Task brief> Express the lines of the records below as a JSON list of strings, one string per line with blank lines omitted, beginning with the line containing "of the blurred" and continuing through the end of the records.

-=-=-

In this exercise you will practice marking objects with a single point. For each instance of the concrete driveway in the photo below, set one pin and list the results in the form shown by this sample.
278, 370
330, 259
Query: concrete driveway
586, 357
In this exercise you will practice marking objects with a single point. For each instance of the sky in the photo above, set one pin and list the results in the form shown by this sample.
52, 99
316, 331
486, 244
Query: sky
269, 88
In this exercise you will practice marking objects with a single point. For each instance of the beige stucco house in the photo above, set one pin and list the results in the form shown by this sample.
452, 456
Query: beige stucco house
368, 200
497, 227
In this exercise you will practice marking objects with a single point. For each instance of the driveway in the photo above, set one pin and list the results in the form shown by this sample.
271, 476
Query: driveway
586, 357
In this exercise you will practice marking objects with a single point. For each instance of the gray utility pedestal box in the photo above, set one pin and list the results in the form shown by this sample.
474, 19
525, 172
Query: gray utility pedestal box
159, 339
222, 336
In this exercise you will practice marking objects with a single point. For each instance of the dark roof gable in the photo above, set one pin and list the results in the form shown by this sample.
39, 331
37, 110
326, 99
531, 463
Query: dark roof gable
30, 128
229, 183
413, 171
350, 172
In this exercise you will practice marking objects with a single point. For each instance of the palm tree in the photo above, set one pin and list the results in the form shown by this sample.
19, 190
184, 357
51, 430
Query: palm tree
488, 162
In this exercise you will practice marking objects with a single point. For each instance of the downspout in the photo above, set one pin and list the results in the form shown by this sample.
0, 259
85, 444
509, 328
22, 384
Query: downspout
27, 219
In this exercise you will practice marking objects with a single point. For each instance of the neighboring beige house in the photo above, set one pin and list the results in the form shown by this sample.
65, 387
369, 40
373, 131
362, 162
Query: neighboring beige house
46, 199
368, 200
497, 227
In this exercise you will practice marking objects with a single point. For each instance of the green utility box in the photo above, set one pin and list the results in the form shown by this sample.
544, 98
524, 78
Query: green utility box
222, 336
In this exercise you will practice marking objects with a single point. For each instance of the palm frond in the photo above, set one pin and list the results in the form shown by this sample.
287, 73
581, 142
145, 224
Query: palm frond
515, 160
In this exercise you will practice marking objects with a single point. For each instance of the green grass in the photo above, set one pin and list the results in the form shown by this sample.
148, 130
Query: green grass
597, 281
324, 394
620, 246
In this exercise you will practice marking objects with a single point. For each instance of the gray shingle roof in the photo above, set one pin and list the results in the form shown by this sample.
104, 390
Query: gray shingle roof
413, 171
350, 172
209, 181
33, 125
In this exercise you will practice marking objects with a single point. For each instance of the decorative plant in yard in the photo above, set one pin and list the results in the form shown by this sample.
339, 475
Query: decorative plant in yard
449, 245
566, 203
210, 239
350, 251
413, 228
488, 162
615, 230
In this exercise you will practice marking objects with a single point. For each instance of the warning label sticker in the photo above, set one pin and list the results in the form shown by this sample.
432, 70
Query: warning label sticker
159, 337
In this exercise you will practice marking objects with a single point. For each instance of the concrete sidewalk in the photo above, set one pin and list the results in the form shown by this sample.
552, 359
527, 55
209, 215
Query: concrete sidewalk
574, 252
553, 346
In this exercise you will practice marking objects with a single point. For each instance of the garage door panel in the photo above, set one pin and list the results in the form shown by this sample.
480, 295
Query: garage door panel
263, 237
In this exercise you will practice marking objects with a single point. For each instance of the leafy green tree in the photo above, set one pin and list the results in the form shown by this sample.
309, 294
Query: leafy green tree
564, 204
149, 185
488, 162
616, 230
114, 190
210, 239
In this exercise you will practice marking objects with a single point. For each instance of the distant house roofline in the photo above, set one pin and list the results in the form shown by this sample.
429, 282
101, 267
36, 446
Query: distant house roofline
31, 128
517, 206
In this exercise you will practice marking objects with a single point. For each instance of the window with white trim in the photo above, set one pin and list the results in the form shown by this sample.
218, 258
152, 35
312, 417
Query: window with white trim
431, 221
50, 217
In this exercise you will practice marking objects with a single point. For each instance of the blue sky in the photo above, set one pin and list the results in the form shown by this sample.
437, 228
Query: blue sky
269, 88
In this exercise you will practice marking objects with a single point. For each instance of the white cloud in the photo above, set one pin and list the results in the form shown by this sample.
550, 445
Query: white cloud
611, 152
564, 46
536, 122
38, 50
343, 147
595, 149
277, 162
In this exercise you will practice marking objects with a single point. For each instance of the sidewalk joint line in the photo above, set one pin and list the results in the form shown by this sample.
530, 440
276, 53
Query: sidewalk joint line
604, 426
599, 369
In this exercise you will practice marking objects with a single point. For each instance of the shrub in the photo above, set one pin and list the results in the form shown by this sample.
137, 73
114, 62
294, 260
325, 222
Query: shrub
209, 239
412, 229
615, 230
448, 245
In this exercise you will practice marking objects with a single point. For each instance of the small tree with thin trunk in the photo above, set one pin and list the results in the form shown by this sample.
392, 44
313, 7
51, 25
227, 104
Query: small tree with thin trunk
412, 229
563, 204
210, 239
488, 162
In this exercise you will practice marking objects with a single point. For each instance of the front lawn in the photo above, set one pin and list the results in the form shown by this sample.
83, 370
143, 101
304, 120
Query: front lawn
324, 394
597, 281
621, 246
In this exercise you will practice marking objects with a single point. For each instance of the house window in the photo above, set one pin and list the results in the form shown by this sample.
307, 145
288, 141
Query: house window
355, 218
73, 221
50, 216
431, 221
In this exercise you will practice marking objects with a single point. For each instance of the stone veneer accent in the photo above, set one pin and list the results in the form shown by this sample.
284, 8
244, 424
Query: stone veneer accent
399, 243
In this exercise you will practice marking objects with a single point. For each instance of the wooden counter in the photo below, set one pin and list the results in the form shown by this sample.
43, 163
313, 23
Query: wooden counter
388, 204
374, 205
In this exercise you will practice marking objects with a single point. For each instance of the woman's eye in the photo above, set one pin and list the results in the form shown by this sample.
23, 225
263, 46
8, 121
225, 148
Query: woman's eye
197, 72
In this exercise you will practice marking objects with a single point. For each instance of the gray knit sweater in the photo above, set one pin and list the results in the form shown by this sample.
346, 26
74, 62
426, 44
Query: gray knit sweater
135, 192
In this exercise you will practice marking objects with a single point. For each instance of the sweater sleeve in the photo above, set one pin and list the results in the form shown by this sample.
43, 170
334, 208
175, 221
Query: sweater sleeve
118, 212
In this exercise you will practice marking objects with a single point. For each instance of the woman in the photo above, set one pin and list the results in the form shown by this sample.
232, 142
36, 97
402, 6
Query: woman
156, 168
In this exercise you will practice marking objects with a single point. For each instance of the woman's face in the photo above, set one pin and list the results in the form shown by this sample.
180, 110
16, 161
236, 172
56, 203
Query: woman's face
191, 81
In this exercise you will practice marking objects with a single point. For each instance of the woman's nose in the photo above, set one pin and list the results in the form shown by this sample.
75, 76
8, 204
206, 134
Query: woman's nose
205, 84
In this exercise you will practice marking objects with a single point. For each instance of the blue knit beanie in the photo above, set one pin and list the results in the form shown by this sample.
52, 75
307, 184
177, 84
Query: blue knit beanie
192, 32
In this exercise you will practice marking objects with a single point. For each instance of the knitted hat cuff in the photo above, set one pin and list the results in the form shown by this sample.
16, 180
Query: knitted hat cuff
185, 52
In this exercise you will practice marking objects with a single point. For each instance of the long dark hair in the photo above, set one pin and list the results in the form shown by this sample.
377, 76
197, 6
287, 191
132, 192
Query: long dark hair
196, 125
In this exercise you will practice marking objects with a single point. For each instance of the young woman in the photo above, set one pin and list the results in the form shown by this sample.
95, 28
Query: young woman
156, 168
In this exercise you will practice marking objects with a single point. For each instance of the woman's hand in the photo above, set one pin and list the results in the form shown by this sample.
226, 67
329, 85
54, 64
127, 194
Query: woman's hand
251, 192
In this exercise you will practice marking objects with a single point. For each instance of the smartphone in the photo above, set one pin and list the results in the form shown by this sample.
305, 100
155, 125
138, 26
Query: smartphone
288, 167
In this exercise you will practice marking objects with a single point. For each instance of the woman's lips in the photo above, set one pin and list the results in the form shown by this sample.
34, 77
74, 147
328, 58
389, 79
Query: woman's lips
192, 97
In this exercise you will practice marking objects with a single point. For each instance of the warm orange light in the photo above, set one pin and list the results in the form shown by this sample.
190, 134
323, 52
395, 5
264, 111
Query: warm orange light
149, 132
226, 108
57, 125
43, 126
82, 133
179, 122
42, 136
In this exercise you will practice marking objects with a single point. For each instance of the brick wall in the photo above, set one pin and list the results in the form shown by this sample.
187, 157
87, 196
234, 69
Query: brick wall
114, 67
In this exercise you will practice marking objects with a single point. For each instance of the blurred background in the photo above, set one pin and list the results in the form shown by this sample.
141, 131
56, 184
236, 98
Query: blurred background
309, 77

-=-=-

Correct result>
[
  "In this exercise you will practice marking objects with a single point. For each instance of the blurred background in the photo above, set one pin and list the results in the form shown by this sample.",
  "141, 131",
  "56, 184",
  "236, 98",
  "Query: blurred background",
  "309, 77"
]